***** DATOS DE ORIGEN *****

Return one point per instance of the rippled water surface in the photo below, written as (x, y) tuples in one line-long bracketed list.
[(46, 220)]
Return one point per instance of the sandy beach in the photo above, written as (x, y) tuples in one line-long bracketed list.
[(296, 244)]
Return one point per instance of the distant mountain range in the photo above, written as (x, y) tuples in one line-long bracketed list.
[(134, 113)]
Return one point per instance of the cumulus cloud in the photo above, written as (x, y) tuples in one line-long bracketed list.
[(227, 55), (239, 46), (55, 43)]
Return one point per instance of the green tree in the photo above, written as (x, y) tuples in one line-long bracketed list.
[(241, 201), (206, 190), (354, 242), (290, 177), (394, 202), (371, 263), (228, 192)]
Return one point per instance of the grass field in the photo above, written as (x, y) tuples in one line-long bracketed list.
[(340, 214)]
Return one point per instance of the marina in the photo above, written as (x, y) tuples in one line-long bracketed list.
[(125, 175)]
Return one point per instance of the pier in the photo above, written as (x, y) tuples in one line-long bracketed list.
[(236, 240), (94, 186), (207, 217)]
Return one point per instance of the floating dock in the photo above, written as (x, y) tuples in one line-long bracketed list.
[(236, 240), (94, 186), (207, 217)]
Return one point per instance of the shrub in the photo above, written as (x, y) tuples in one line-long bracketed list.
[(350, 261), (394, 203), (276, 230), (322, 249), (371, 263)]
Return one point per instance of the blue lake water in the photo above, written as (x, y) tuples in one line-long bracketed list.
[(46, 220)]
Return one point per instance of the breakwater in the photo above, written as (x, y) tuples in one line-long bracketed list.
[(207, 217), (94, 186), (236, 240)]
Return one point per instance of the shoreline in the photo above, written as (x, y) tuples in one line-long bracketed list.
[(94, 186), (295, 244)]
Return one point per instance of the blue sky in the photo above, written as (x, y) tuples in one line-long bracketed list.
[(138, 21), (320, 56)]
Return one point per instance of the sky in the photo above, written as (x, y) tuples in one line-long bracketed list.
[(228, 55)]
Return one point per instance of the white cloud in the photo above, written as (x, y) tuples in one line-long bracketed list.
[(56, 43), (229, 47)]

*****

• REQUISITOS DEL EJERCICIO: Pon en una lista numerada las líneas que van desde la que contiene "Return one point per instance of the blue sky" hasta la que contiene "[(228, 55)]", ambas incluidas, y omite las líneas en blanco.

• TAREA RESUELTA:
1. Return one point per instance of the blue sky in the photo above, written as (x, y) tuples in one line-long bracketed list.
2. [(138, 21), (320, 56)]
3. Return one point per instance of the sky in the photo above, written as (x, y) tuples in one line-long bracketed list.
4. [(228, 55)]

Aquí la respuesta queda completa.